> _WHAT IS EXPECTED_:
In the text about Bowling for Rhinos and the Lewa Wildlife Conservancy, how much money have Los Angeles keepers raised over their six years of taking part?

> _TEXT UNDER STUDY_:
● ● ● ● ●
A View from the Field


A dazzling variety of wildlife thrive at the Lewa Wildlife Conservancy—including white rhino, warthog, Beisa oryx, Grant’s gazelle, and gray-crowned crane.

Jim HaigwoodBy Jim Haigwood, Senior Animal Keeper

For the past 25 years, animal keepers across the U.S. have donated their time to hold Bowling for Rhinos (BFR) fundraisers, which have generated more than $5 million for rhino conservation. Los Angeles keepers have participated in this event for six years now, and in that time we have raised $217,000—more than twice the amount of the next closest chapter over the same period. As a result of this success, I was lucky enough to be awarded an honorary trip to Kenya to visit our primary beneficiary, the Lewa Wildlife Conservancy.

Having visited a number of critically endangered species around the world, it never ceases to amaze me how human settlements press right up against these animals’ habitats. Lewa understands this and has been pursuing cutting-edge work on the community conservation front.

Of the five rhino species, Southern white numbers are the highest, but also they are under the most intensive poaching pressure.
● ● ● ● ●
> _GIVEN DATA_:
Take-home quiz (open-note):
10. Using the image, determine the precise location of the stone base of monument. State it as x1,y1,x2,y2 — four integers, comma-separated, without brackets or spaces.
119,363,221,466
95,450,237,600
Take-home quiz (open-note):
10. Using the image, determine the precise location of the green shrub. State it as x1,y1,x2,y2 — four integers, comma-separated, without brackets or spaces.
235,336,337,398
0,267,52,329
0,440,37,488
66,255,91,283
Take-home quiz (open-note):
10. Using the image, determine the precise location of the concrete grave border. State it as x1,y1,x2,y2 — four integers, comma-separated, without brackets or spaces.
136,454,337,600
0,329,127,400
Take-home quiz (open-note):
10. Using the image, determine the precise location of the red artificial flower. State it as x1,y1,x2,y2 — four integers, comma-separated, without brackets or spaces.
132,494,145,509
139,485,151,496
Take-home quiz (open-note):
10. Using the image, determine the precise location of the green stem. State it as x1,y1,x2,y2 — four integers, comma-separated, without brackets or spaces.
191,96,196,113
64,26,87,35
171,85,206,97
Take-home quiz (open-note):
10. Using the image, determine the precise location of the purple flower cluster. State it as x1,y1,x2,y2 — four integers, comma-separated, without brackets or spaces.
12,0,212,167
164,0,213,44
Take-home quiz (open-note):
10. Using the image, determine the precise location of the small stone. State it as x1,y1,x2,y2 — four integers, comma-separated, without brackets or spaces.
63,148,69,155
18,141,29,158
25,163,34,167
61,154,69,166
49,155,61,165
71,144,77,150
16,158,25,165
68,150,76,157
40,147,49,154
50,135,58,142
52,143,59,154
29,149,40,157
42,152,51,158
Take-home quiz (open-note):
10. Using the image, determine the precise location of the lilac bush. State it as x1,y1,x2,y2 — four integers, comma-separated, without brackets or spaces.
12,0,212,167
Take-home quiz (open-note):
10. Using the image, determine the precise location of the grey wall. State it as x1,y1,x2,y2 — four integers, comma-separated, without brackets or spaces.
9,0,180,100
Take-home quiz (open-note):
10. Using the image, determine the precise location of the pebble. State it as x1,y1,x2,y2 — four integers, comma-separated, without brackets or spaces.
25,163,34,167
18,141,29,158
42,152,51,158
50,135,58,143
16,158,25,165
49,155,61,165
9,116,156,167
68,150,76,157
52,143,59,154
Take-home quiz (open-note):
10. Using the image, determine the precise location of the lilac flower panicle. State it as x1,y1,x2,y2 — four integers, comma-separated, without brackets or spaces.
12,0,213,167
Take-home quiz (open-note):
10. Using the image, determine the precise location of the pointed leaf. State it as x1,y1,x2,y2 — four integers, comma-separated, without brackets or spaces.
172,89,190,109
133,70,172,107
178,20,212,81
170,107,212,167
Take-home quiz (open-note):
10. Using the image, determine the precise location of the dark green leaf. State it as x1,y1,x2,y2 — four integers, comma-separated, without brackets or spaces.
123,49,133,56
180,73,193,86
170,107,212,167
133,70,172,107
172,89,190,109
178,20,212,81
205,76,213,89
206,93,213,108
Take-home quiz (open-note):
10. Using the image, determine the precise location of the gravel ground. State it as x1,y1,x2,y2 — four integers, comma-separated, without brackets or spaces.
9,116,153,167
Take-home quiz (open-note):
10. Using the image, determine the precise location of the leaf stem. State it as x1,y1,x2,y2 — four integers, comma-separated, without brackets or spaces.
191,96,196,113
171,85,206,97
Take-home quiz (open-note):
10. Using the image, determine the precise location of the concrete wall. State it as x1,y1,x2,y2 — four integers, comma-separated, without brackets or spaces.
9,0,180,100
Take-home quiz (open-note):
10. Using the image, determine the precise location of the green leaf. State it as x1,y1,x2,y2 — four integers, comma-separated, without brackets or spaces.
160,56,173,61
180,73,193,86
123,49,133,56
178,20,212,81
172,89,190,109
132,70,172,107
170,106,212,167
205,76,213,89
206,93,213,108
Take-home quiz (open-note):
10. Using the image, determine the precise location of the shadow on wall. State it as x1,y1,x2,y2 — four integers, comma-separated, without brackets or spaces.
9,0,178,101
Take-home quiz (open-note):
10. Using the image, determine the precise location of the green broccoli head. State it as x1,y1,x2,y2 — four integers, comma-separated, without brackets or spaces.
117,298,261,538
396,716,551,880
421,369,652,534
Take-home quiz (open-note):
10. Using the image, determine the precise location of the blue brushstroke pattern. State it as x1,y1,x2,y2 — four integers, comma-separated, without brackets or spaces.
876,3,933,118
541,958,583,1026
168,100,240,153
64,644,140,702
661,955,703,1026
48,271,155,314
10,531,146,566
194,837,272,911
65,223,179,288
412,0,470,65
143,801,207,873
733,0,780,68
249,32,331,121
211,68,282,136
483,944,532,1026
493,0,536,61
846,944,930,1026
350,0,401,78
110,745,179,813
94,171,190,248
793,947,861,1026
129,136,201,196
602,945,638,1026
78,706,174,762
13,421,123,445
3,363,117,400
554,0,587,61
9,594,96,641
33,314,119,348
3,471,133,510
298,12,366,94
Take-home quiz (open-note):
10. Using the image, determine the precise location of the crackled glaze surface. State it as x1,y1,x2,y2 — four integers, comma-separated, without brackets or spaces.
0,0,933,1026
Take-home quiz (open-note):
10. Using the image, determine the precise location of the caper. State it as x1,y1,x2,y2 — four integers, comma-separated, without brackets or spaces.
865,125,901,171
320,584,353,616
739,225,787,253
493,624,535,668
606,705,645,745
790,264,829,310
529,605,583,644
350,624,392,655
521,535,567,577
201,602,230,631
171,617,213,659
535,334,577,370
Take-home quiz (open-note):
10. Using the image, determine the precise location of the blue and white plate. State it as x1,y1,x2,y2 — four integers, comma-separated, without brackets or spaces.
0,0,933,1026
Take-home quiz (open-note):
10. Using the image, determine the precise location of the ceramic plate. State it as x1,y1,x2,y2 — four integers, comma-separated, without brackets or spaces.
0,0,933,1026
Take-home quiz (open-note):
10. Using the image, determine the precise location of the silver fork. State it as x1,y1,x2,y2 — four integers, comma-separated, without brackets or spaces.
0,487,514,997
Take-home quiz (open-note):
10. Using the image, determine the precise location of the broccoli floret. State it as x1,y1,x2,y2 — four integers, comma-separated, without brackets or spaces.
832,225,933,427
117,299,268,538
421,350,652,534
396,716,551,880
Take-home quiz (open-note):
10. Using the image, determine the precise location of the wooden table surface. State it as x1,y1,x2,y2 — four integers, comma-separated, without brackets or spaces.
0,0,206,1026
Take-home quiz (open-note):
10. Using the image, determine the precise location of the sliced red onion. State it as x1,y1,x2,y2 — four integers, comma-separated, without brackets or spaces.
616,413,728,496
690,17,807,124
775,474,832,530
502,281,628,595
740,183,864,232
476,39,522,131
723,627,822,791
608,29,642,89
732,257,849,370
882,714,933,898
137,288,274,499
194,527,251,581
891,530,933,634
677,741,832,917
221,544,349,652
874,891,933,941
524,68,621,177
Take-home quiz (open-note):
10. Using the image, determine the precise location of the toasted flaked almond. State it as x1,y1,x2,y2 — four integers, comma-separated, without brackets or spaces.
● ● ● ● ●
> _EXERCISE RESULT_:
$217,000